## Work task
Copy out the entire listing, keeping each line exactly as it is.

## Records supplied

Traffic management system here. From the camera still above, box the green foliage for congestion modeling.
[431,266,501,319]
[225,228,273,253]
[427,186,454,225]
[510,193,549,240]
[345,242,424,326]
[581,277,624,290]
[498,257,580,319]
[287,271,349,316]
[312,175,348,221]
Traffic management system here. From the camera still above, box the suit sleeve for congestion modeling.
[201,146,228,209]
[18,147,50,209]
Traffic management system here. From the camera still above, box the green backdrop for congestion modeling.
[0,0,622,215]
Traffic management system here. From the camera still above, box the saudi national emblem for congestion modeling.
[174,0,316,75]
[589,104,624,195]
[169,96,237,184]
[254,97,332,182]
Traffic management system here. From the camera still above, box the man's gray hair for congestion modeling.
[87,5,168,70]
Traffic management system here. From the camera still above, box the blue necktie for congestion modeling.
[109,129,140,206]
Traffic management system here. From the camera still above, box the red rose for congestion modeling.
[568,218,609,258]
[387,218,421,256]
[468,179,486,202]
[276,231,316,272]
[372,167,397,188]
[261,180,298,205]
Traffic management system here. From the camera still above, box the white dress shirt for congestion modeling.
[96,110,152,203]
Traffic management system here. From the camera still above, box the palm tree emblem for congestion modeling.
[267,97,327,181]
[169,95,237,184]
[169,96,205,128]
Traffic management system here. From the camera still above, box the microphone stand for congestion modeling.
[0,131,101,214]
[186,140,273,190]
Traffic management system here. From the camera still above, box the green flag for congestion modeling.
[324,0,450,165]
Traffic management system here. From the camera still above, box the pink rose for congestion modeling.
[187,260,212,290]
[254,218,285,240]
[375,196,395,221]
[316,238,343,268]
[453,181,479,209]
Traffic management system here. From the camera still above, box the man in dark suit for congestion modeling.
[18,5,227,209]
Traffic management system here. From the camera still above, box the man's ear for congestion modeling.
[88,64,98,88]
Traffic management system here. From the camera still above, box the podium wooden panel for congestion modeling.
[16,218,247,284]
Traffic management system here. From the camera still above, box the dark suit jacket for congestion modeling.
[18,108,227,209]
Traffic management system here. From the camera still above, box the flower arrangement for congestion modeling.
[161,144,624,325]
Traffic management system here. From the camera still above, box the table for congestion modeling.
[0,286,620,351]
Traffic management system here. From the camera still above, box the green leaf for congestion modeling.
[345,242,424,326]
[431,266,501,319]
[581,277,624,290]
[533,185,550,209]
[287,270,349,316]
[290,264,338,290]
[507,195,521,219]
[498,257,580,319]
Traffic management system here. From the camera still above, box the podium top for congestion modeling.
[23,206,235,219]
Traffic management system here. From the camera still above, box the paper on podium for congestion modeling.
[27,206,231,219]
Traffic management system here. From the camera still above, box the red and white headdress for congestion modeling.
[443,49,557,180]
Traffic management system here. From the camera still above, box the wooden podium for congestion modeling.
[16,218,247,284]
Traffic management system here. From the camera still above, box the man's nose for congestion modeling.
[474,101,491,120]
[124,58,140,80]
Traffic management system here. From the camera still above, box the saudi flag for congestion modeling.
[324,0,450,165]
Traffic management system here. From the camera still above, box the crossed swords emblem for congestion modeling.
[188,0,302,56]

## Solution for this problem
Traffic management system here. From the camera still above, box the green foliage for congestion modeling.
[431,266,501,319]
[225,228,273,253]
[427,186,454,225]
[510,193,549,240]
[345,242,424,326]
[581,277,624,290]
[498,257,580,319]
[287,271,349,316]
[312,175,348,221]
Traffic management system here. From the camera still above, box the suit sleeve for congestion modeling.
[201,146,228,209]
[18,147,50,209]
Traffic management system here. From the camera still above, box the green backdrop for congestion modeling.
[0,0,622,215]
Traffic management system here. From the camera still above, box the saudi national emblem for congestion modeling.
[174,0,316,75]
[589,104,624,195]
[169,96,237,184]
[254,97,332,182]
Traffic management system here. From the camera still above, box the man's gray hair for congestion modeling.
[87,5,168,70]
Traffic management system here. From the camera still above, box the blue necktie for congestion modeling.
[109,129,140,206]
Traffic management system here. From the camera still above, box the red rose for congestion modeling.
[568,218,609,258]
[387,218,421,256]
[468,179,486,202]
[276,231,316,272]
[372,167,397,188]
[261,180,298,205]
Traffic management system here. From the camera still above, box the white dress shirt for congestion modeling.
[96,110,152,203]
Traffic management system here. From the camera still above, box the palm tree emblem for congestion modeling.
[267,97,327,181]
[169,95,237,184]
[169,96,205,128]
Traffic management system here. From the camera still above, box the microphone stand for congestion modeling.
[0,131,101,214]
[186,140,273,190]
Traffic management system here. From the camera still above, box the green flag for congestion modeling.
[324,0,450,165]
Traffic management system here. From the camera still above, box the pink rose for congestion modeling.
[187,260,212,290]
[254,218,285,240]
[375,196,395,221]
[316,238,343,268]
[453,181,479,209]
Traffic management system here. From the camera still above, box the man in dark suit for congestion modeling.
[18,5,227,209]
Traffic management system here. From the camera still above, box the man's ear for congestion modeling.
[88,64,98,88]
Traffic management system here. From the camera still above, box the podium wooden panel for congestion modeling.
[16,218,247,284]
Traffic management system here. From the camera still above, box the dark suit jacket for congestion modeling.
[18,108,227,209]
Traffic management system here. From the camera still above, box the flower arrangement for congestion modeling.
[161,144,624,325]
Traffic management system here. From the camera still above, box the table for congestion modeling.
[0,286,620,351]
Traffic management system here. From the camera still above, box the green leaf for congestion modeling.
[345,242,424,326]
[431,266,501,319]
[581,277,624,290]
[533,185,550,209]
[287,270,349,316]
[290,264,338,290]
[507,195,521,219]
[498,257,580,319]
Traffic management system here. From the camera still above, box the podium top for congestion modeling.
[23,206,235,219]
Traffic management system here. From the camera still above, box the paper on podium for congestion modeling.
[27,206,231,219]
Traffic management system here. From the camera still above, box the red and white headdress for congestion modeling.
[443,49,557,180]
Traffic management system here. From the camera still above, box the wooden podium for congestion modeling.
[16,218,247,284]
Traffic management system here. From the camera still above, box the man's nose for congestion modeling.
[474,101,491,120]
[124,58,140,80]
Traffic management system here. From the camera still above, box the saudi flag for congestion modeling.
[324,0,450,165]
Traffic management system here. From the camera still above, box the crossed swords emblem for congestion modeling.
[188,0,302,56]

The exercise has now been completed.